Énoncé du problème →
Recopie le passage qui va du début des entrées jusqu'à la ligne contenant "[391,0,612,184]", bornes comprises, en substituant "porcelain" à "ceramic" et sans rien modifier d'autre. Omets les images dans ta réponse.

Extraits des données →
..............................
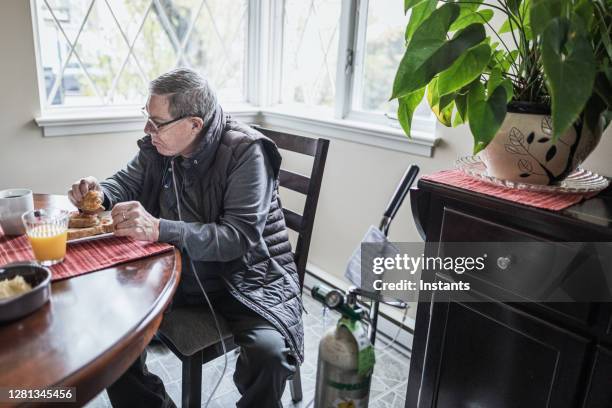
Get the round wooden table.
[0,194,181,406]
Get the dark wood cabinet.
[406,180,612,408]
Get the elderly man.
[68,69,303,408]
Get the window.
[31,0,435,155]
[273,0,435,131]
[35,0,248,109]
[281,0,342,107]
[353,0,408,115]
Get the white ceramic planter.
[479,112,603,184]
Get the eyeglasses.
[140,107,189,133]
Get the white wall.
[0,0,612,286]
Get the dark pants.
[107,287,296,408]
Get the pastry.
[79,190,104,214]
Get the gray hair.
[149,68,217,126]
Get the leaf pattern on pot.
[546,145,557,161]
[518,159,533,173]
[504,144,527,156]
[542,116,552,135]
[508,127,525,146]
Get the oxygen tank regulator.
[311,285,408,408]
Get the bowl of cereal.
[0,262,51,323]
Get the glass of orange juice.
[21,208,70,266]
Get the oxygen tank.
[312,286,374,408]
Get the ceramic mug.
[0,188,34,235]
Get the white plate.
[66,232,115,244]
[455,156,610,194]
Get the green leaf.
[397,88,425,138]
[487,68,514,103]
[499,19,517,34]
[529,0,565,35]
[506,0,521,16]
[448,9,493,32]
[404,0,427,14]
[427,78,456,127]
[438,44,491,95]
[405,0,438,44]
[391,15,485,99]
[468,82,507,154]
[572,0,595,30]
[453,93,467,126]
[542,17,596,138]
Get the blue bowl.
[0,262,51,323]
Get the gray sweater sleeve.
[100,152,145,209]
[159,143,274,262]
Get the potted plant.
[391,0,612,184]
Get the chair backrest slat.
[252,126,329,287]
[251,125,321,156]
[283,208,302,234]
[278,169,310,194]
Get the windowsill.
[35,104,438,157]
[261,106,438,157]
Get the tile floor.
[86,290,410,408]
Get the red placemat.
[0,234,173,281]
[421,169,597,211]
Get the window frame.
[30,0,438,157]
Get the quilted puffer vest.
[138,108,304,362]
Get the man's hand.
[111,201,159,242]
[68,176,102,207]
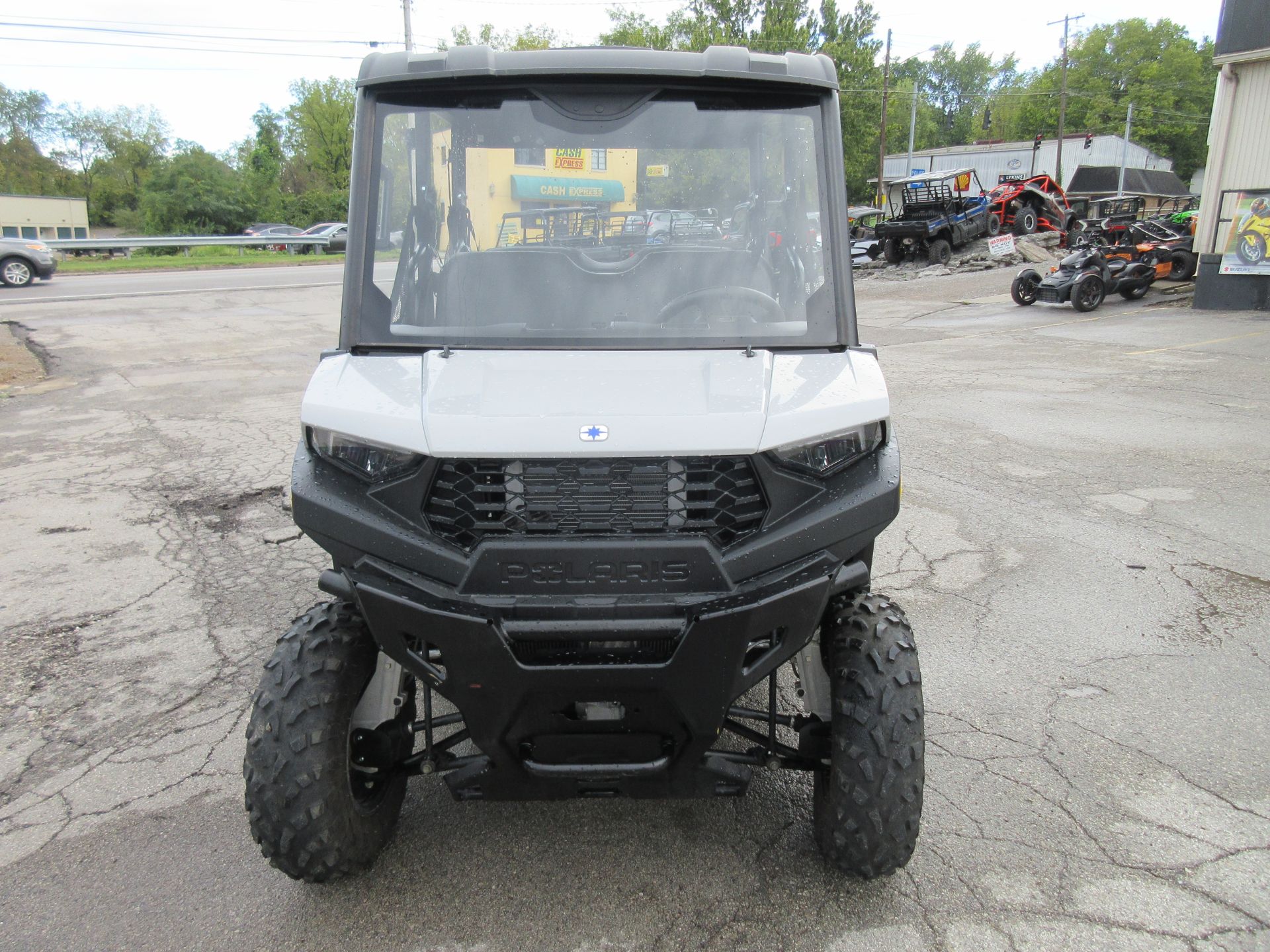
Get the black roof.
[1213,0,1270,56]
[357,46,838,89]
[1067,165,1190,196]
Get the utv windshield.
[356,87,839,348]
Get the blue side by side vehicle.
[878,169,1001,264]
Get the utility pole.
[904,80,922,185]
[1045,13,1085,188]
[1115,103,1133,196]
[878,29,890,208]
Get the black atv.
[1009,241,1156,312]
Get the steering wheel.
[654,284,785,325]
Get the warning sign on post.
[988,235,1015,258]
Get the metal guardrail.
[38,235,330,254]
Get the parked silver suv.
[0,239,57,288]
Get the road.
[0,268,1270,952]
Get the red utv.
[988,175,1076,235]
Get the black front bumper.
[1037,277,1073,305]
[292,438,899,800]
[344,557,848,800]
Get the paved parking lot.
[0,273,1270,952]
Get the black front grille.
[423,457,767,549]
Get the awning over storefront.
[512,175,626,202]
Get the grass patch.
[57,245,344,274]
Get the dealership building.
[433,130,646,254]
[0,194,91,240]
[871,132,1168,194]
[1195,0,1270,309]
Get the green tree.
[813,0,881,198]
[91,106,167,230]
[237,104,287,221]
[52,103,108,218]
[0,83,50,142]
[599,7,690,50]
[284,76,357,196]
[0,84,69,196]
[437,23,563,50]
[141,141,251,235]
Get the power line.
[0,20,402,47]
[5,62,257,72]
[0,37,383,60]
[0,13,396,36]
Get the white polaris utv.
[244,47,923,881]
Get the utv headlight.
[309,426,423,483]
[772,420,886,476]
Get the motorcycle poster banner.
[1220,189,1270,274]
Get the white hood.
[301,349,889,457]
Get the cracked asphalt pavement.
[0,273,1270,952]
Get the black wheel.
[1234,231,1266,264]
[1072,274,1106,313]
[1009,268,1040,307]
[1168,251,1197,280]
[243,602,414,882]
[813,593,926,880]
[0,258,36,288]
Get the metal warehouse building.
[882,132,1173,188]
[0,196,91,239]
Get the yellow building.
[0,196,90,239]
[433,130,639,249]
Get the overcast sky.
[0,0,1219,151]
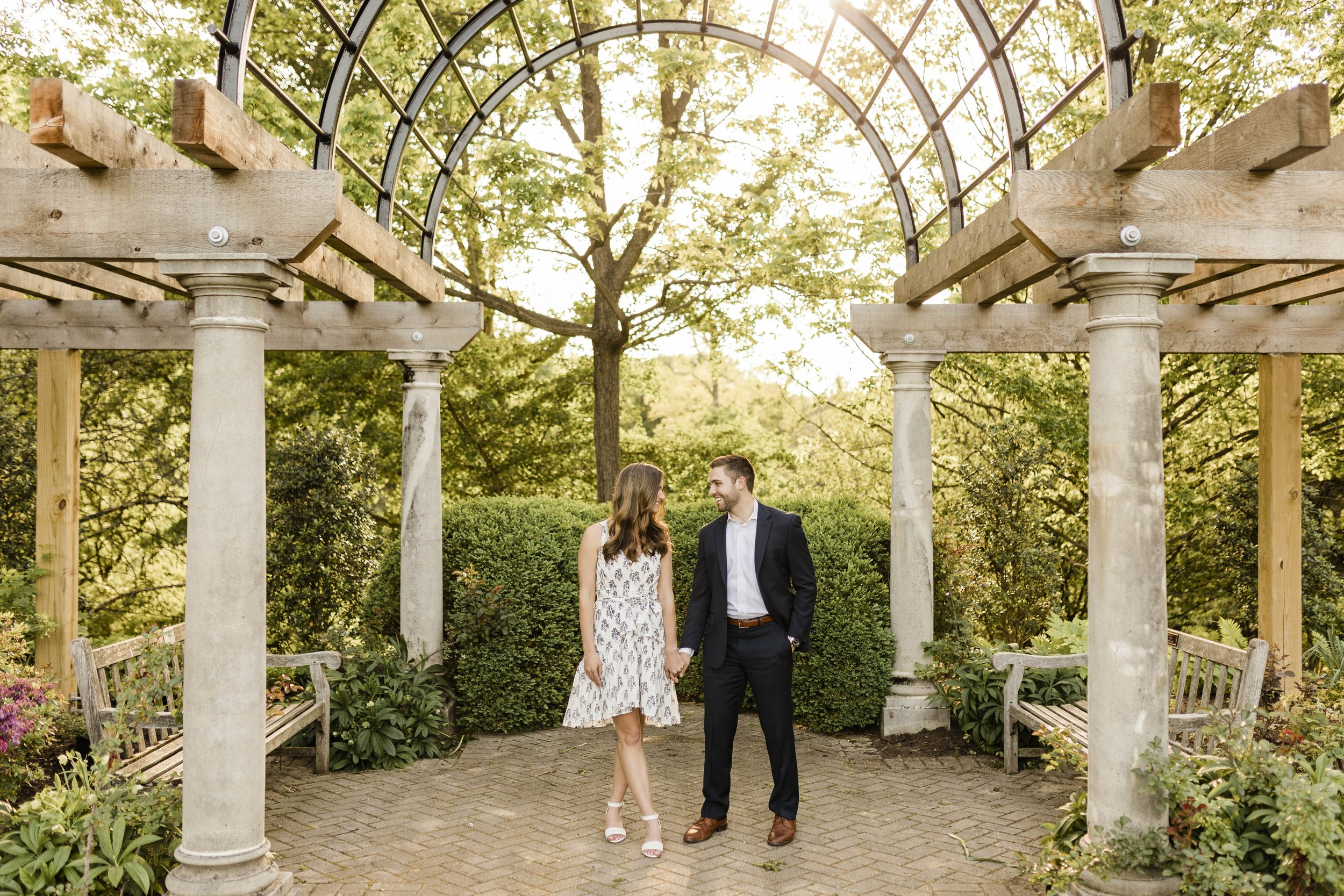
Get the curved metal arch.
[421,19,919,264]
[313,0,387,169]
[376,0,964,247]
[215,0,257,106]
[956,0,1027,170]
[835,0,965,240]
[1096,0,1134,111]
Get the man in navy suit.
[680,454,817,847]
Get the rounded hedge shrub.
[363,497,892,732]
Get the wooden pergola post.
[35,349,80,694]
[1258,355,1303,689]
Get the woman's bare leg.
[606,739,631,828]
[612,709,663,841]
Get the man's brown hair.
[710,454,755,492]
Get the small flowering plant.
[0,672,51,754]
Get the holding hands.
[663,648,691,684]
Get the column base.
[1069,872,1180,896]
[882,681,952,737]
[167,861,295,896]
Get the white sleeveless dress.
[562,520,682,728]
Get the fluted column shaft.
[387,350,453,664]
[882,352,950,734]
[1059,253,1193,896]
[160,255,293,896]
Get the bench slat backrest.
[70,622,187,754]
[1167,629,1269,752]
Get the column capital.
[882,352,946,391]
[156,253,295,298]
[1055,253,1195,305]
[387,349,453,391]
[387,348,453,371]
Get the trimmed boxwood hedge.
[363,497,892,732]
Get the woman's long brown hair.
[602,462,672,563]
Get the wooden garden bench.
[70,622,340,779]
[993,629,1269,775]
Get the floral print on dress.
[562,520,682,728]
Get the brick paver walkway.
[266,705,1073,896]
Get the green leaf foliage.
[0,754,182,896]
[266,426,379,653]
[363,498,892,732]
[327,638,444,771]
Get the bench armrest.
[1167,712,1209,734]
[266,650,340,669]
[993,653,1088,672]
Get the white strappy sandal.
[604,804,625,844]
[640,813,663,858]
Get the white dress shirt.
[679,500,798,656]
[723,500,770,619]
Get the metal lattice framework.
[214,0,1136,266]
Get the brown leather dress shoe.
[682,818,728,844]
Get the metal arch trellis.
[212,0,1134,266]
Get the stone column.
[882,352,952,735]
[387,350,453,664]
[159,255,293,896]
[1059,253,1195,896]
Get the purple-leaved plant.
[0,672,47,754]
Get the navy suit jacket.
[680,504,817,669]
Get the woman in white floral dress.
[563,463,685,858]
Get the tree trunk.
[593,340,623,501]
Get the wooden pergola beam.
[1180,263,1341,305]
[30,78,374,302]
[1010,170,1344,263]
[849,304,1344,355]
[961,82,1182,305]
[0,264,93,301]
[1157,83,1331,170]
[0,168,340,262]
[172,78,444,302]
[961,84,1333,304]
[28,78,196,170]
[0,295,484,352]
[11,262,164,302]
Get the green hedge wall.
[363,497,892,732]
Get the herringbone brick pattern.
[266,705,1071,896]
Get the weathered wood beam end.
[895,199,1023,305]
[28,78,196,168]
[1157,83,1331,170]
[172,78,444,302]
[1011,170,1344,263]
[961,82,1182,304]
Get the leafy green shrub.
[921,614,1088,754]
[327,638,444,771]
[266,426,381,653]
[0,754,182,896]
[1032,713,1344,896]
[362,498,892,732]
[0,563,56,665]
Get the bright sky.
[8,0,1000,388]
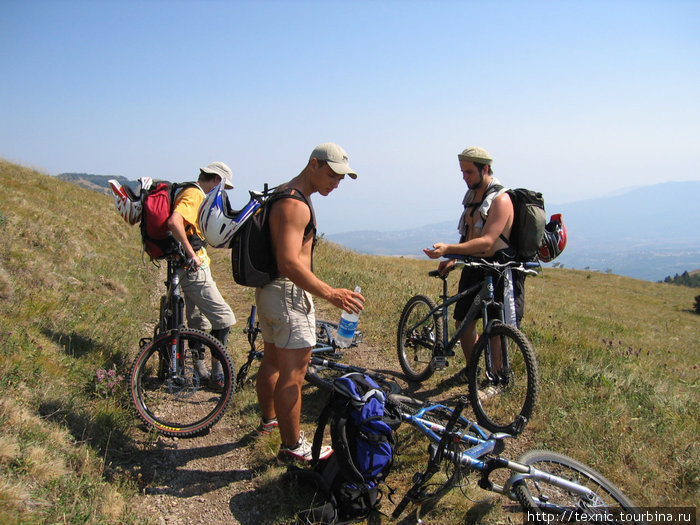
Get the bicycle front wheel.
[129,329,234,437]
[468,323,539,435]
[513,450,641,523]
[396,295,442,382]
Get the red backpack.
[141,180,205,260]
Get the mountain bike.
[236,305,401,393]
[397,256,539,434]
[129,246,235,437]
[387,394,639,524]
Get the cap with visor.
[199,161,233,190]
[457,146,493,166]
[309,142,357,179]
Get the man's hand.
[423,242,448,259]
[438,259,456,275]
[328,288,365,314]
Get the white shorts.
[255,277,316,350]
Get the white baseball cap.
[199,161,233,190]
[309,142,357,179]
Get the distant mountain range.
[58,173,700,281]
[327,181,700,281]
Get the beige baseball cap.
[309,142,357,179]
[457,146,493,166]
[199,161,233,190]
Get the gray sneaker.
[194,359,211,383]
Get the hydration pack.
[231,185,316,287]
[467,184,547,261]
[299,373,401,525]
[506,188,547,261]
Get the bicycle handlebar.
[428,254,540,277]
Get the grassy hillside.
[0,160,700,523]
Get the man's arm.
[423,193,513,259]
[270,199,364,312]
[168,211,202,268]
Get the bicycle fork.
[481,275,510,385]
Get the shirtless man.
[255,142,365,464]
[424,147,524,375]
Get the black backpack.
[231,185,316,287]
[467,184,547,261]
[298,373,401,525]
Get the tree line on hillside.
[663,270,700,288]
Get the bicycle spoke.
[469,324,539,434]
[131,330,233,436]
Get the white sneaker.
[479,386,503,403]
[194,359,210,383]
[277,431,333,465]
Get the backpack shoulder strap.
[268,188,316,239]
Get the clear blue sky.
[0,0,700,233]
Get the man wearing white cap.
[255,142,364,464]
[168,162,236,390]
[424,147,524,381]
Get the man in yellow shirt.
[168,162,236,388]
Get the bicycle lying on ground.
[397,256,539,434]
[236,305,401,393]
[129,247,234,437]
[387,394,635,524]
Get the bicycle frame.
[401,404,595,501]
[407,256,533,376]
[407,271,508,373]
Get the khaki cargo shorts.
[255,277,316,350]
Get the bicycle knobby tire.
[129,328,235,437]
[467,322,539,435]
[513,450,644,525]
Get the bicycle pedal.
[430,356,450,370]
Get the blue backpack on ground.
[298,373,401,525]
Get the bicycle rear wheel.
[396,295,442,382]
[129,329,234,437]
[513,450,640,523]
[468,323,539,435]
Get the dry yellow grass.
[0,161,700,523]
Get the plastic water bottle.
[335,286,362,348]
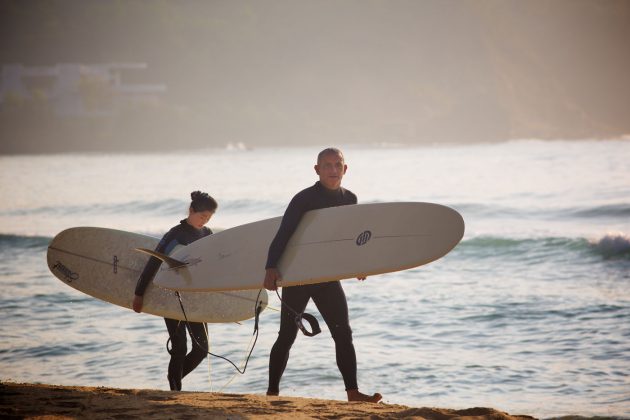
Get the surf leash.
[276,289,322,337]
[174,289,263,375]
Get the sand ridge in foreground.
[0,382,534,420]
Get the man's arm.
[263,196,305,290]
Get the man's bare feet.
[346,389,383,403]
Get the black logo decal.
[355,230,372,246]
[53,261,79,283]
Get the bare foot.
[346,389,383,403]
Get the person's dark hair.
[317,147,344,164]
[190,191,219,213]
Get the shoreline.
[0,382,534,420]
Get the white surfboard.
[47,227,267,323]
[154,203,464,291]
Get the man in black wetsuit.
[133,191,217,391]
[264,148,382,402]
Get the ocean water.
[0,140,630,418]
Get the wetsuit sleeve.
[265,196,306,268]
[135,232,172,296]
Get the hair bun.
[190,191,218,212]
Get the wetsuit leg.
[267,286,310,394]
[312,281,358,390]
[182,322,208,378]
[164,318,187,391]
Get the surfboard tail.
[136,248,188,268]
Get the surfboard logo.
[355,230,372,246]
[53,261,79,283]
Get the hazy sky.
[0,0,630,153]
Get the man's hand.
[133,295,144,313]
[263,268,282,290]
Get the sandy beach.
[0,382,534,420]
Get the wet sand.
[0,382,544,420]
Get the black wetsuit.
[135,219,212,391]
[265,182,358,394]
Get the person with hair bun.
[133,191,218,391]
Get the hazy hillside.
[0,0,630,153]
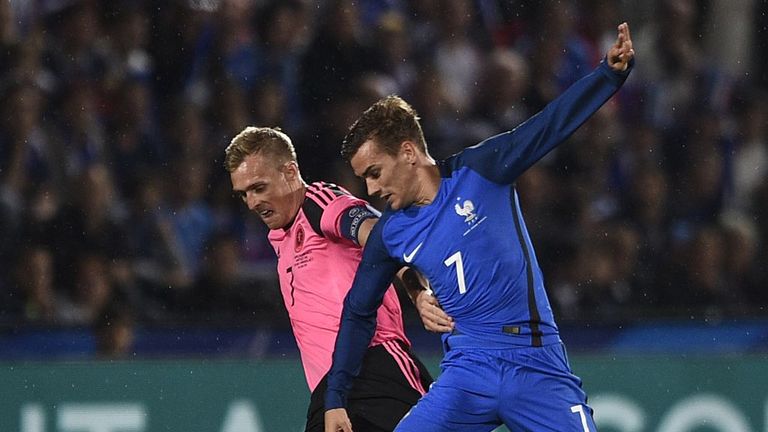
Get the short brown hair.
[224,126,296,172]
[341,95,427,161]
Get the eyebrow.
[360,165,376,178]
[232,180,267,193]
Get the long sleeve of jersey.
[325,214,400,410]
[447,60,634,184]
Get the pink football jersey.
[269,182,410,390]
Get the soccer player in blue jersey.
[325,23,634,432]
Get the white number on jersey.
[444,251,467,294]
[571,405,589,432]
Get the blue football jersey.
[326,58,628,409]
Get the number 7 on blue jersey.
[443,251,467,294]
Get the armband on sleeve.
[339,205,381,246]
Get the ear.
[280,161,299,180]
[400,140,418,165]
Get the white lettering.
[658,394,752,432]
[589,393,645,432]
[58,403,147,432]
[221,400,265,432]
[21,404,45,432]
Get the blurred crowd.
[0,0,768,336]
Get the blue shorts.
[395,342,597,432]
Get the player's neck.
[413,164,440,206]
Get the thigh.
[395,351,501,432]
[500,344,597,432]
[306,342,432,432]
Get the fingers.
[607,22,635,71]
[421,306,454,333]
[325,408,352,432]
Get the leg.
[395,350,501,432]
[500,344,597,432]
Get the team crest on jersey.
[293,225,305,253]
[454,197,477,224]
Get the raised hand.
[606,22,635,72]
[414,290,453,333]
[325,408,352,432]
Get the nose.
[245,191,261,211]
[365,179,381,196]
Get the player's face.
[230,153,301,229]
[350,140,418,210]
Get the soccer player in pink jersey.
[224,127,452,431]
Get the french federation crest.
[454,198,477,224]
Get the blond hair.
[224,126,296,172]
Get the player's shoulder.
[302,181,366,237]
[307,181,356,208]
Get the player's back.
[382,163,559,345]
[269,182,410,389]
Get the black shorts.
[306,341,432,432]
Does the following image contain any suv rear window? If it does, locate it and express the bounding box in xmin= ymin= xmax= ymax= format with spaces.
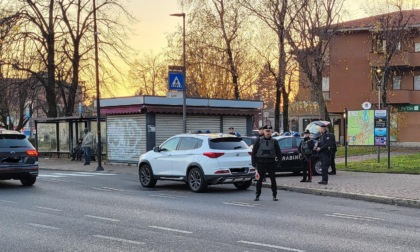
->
..............................
Solution proposée →
Get the round wooden table.
[0,194,181,406]
Get the dark wood cabinet.
[406,180,612,408]
Get the elderly man.
[68,69,303,408]
Get the window.
[31,0,435,155]
[273,0,435,131]
[35,0,248,109]
[281,0,342,107]
[353,0,408,115]
Get the white porcelain planter.
[479,112,603,184]
Get the eyeglasses.
[140,107,189,133]
Get the white wall.
[0,0,612,286]
Get the dark pants.
[107,287,296,408]
Get the pastry.
[79,190,104,214]
Get the gray hair.
[149,68,217,126]
Get the leaf pattern on pot.
[546,145,557,161]
[518,159,533,173]
[504,144,527,156]
[542,116,552,135]
[508,127,525,146]
Get the oxygen tank regulator.
[311,285,408,408]
Get the bowl of cereal.
[0,262,51,323]
Get the glass of orange juice.
[21,208,70,266]
Get the oxygen tank.
[312,286,374,408]
Get the porcelain mug.
[0,188,34,235]
Get the white plate.
[66,232,115,244]
[455,156,610,194]
Get the green leaf.
[397,88,425,138]
[487,68,514,103]
[499,19,517,34]
[529,0,565,35]
[506,0,521,16]
[448,9,493,32]
[404,0,427,14]
[427,78,456,127]
[438,44,491,95]
[405,0,438,44]
[391,15,485,99]
[468,82,507,154]
[572,0,595,30]
[453,93,467,126]
[542,17,596,138]
Get the blue bowl.
[0,262,51,323]
Get the gray sweater sleeve.
[100,152,145,209]
[159,143,274,262]
Get the potted plant.
[391,0,612,184]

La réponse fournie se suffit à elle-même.